### [Set task]
Your task is to repeat the entries underneath exactly, minus the pictures.

### [Dataset]
—————
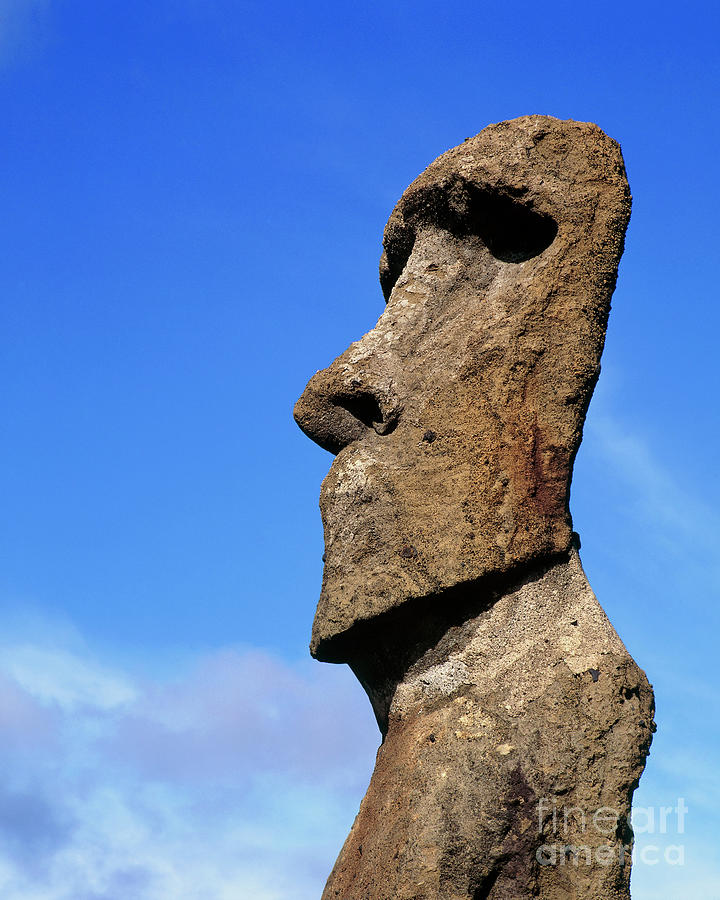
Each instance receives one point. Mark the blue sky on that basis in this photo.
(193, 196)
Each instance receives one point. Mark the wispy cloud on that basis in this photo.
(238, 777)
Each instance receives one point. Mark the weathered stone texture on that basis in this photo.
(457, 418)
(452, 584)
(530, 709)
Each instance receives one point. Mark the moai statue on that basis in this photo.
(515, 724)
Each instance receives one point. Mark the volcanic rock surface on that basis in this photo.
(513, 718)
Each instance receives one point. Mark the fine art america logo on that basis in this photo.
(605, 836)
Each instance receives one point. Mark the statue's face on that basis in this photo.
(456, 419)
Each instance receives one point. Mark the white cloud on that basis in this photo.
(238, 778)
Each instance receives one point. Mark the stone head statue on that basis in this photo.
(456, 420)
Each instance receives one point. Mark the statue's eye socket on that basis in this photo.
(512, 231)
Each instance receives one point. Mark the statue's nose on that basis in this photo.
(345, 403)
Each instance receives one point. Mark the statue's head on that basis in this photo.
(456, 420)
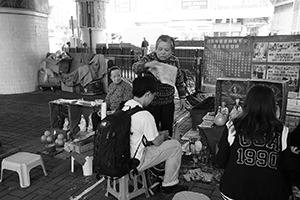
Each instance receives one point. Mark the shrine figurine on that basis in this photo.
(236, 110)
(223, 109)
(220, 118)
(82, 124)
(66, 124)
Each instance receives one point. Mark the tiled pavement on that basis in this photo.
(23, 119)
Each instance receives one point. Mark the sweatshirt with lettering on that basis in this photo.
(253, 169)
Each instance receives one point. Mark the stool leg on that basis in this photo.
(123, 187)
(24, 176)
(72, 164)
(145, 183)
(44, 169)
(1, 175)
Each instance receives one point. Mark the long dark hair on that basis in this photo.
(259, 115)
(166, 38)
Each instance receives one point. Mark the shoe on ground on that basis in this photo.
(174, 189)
—————
### [Exercise solution]
Each instance receives one point. Mark the blue sky on that basis in this photo.
(193, 196)
Each instance receives one point. Mark the wispy cloud on that basis in this photo.
(238, 777)
Each instance receives one point. Mark the weathered stone texture on that basis in this photo.
(457, 418)
(452, 584)
(530, 709)
Each instance receives one point. Mark the moai statue on that basis in this photo.
(515, 724)
Each instance receives one point. Mark the volcanic rock surface on that basis in this photo.
(513, 718)
Each instance receives one point. Mark the fine art america logo on that basis in this photo.
(605, 836)
Each instance receives one point. Mark the statue's face on that basis in this photo.
(456, 419)
Each instance receives one point. Mark the white cloud on that basis in this photo.
(238, 778)
Each instance receives one point. Mark the stone head statue on that basis in this photo.
(456, 420)
Each instance receives one point. Mark the statue's eye socket on that basis in this photo.
(512, 231)
Each instance receives one point. Mark the statue's nose on that basis in this photo.
(345, 403)
Each instance receives one point. Mark the statue's head on that basis in this photo.
(456, 420)
Each instance receives one point. Mark the shrine figurine on that basis in this photo.
(236, 110)
(223, 109)
(220, 118)
(82, 124)
(66, 124)
Each instance receives one point. Mark the tiled pavement on that basis in this photo.
(23, 119)
Each instance receives one point. Mark the sweatshirt with lettering on that basis in this photo.
(253, 169)
Each instance receives one point. Mark the stool leg on that basis in this photo.
(123, 187)
(24, 176)
(72, 164)
(145, 183)
(44, 169)
(1, 175)
Each instance receives one point. Mark the long dark hair on that basis in this photo.
(259, 115)
(166, 38)
Each instance receives one point. Mark the shoe on ground on that basis in this photo.
(174, 189)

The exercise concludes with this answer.